## Selection:
* BEGIN *
Azure Log Analytics - Alerts Advice - azure

I have a question about azure log analytics alerts, in that I don't quite understand how the time frame works within the context of setting up an alert based on an aggregated value.
I have the code below:
Event | where Source == "EventLog" and EventID == 6008 | project TimeGenerated, Computer | summarize AggregatedValue = count(TimeGenerated) by Computer, bin_at(TimeGenerated,24h, datetime(now()))
For time window : 24/03/2019, 09:46:29 - 25/03/2019, 09:46:29
In the above the alert configuration interface insights on adding the bin_at(TimeGenerated,24h, datetime(now())) so I add the function, passing the arguments for a 24h time period. If you are already adding this then what is the point of the time frame.
Basically the result I am looking for is capturing this event over a 24 hour period and alerting when the event count is over 2. I don't understand why a time window is also necessary on top of this because I just want to run the code every five minutes and alert if it detects more than two instances of this event.
Can anyone help with this?

AFAIK you may use the query something like shown below to accomplish your requirement of capturing the required event over a time period of 24 hour.
Event
| where Source == "EventLog" and EventID == 6008
| where TimeGenerated > ago(24h)
| summarize AggregatedValue= any(EventID) by Computer, bin(TimeGenerated, 1s)
* END *
Dataset rows showing where objects appear:
* BEGIN *
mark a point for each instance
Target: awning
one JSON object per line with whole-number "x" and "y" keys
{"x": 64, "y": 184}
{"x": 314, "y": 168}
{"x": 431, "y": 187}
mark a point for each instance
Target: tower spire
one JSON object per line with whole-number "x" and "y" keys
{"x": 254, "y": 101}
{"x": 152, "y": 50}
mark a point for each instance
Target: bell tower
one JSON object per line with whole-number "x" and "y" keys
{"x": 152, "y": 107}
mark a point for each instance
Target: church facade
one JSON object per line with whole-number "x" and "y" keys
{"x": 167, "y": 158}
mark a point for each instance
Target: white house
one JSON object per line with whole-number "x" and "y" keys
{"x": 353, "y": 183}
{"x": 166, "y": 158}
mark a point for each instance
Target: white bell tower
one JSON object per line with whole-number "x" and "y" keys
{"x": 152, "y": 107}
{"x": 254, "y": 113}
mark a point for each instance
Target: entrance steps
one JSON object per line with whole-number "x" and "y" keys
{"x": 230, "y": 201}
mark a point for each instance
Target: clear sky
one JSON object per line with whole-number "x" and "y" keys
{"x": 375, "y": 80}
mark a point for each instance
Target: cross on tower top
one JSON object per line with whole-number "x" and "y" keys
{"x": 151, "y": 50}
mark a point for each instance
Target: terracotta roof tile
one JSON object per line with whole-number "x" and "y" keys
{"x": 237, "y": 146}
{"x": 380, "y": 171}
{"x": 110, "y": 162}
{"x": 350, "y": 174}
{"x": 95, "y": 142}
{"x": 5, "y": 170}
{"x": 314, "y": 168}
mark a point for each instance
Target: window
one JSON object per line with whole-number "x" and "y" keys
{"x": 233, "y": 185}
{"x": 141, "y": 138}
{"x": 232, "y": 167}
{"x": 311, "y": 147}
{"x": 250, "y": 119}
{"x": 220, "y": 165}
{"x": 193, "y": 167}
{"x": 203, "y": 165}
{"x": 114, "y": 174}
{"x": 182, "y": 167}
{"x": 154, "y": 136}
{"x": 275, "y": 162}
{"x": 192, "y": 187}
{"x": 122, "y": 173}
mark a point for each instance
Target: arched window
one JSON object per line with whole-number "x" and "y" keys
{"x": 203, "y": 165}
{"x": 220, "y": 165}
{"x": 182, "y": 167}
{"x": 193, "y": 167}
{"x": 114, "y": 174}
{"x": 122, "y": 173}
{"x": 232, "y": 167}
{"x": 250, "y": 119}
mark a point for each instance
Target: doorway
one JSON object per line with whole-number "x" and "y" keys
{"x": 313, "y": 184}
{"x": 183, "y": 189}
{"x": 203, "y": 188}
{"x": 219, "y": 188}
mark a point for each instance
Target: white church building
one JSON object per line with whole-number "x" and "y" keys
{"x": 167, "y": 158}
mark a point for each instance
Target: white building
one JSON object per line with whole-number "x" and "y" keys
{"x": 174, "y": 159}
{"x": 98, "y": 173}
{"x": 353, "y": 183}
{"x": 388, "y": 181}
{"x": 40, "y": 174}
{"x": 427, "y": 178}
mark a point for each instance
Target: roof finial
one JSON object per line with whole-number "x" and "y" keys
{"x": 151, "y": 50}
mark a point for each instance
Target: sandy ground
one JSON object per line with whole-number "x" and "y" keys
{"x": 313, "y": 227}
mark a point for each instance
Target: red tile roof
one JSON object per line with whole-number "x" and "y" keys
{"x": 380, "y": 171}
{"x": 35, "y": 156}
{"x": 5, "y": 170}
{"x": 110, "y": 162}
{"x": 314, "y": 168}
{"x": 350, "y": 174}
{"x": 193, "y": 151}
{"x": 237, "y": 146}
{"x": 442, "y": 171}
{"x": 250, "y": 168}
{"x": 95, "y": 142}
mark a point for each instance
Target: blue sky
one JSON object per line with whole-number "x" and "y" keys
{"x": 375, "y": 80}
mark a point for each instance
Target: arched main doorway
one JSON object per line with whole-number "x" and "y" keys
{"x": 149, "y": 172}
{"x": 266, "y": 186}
* END *
## What you are asked to do:
Reproduce the Azure Log Analytics alerts thread above in full, word for word.

## Task output:
Azure Log Analytics - Alerts Advice - azure

I have a question about azure log analytics alerts, in that I don't quite understand how the time frame works within the context of setting up an alert based on an aggregated value.
I have the code below:
Event | where Source == "EventLog" and EventID == 6008 | project TimeGenerated, Computer | summarize AggregatedValue = count(TimeGenerated) by Computer, bin_at(TimeGenerated,24h, datetime(now()))
For time window : 24/03/2019, 09:46:29 - 25/03/2019, 09:46:29
In the above the alert configuration interface insights on adding the bin_at(TimeGenerated,24h, datetime(now())) so I add the function, passing the arguments for a 24h time period. If you are already adding this then what is the point of the time frame.
Basically the result I am looking for is capturing this event over a 24 hour period and alerting when the event count is over 2. I don't understand why a time window is also necessary on top of this because I just want to run the code every five minutes and alert if it detects more than two instances of this event.
Can anyone help with this?

AFAIK you may use the query something like shown below to accomplish your requirement of capturing the required event over a time period of 24 hour.
Event
| where Source == "EventLog" and EventID == 6008
| where TimeGenerated > ago(24h)
| summarize AggregatedValue= any(EventID) by Computer, bin(TimeGenerated, 1s)